## EXCERPT TO READ
--

Original dataset can be find **[there](http://ai.stanford.edu/~amaas/data/sentiment/)**  
Note that [IMDb.com](https://imdb.com) offers several easy-to-use [datasets](https://www.imdb.com/interfaces/)  
For simplicity's sake, we'll use the dataset directly [embedded in Keras](https://keras.io/datasets)

## What we're going to do :

 - Retrieve data
 - Preparing the data
 - Build a Embedding/LSTM model
 - Train the model
 - Evaluate the result


## Step 1 - Init python stuff

In [None]:
import os
os.environ['KERAS_BACKEND'] = 'torch'

import keras
import keras.datasets.imdb as imdb

import json,re
import numpy as np

import fidle

# Init Fidle environment
run_id, run_dir, datasets_dir = fidle.init('K3IMDB5')

## Step 2 - Parameters
The words in the vocabulary are classified from the most frequent to the rarest.  
`vocab_size` is the number of words we will remember in our vocabulary (the other words will be considered as unknown).

--

## DIRECTIVES
a – Sum up the IMDb notebook excerpt in two sentences.
b – In the IMDb notebook excerpt, what value does the setup code give the KERAS_BACKEND environment variable?

## EXTRACTED INFORMATION
--

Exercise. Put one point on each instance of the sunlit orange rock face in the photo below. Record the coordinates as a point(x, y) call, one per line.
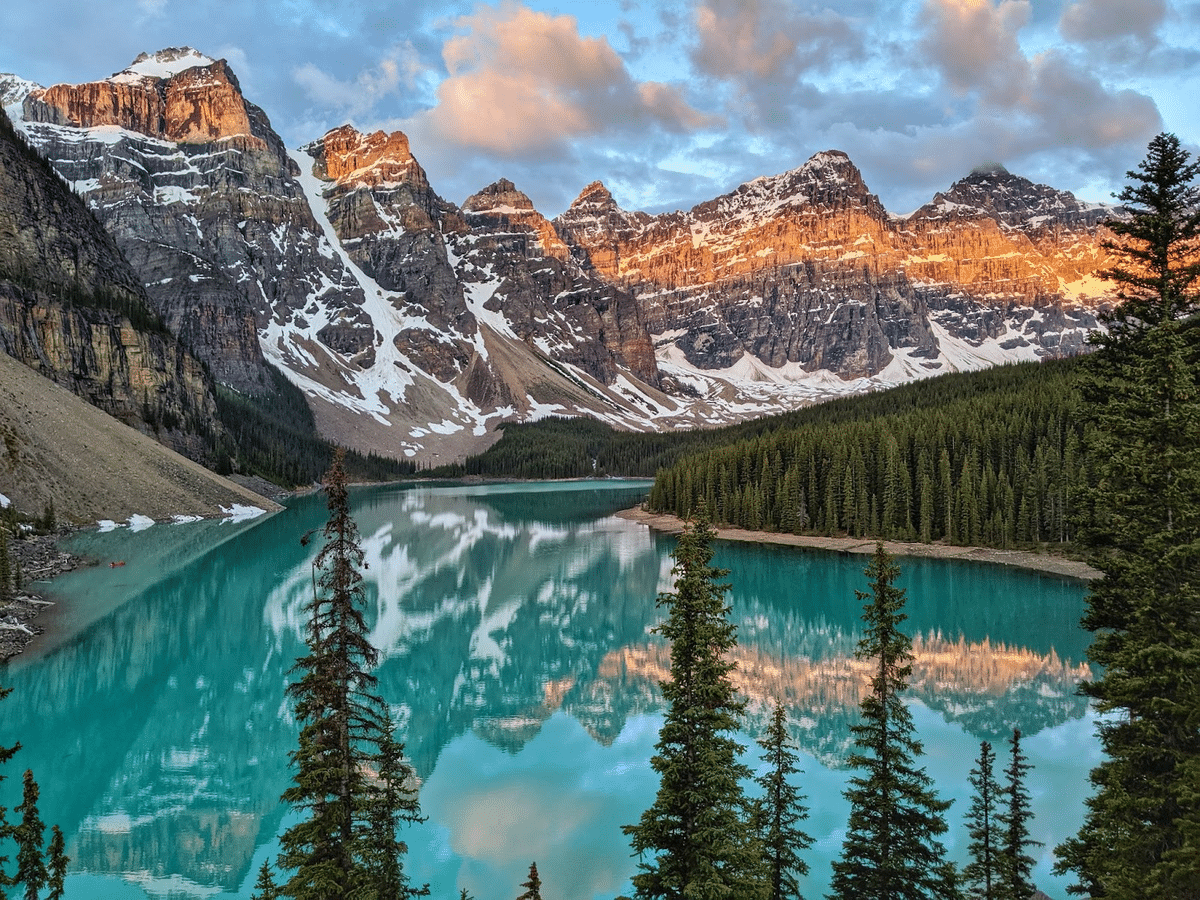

--

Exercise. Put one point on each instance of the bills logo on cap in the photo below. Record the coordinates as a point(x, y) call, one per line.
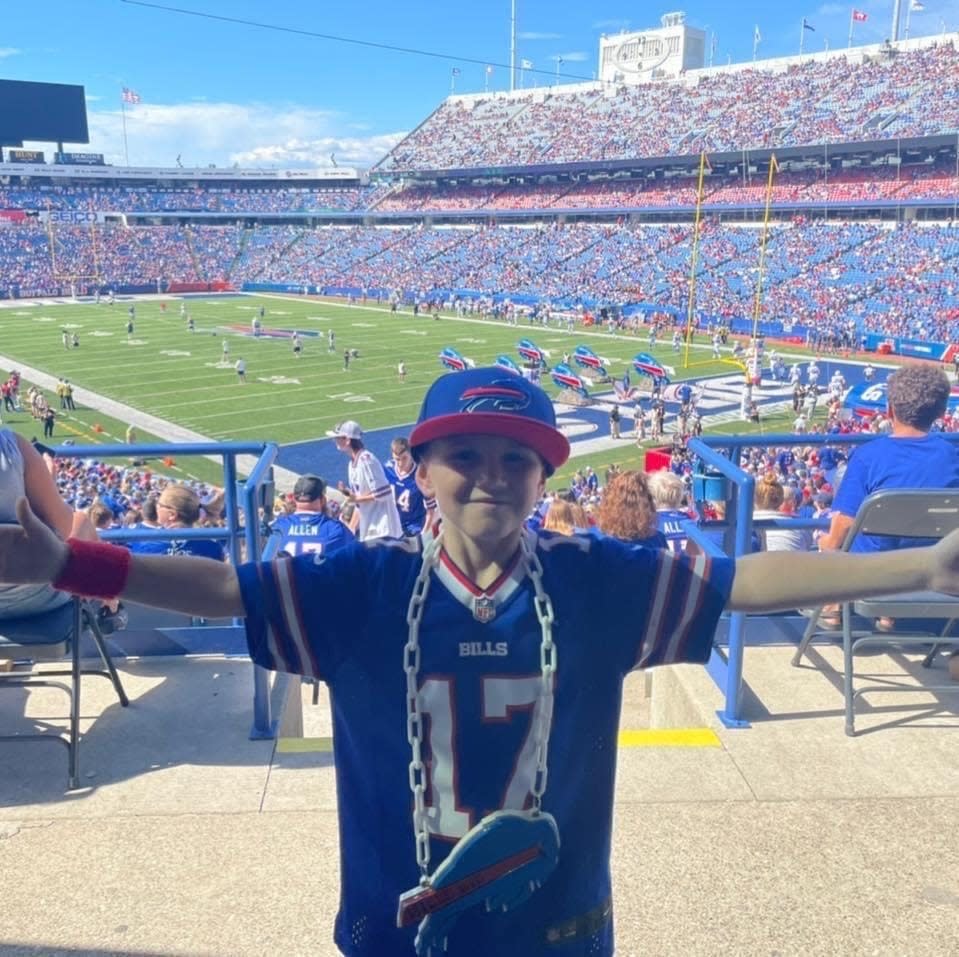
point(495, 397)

--

## ANSWERS FOR THE EXERCISE
a – For simplicity, the excerpt plans to use the IMDb dataset built into Keras to retrieve and prepare data, build an Embedding/LSTM model, train it, and evaluate the result. Its setup code sets the Keras backend to torch, imports the needed libraries, and starts a Fidle environment, and it notes that words are ranked from most to least frequent, with vocab_size setting how many are kept and the rest treated as unknown.

b – torch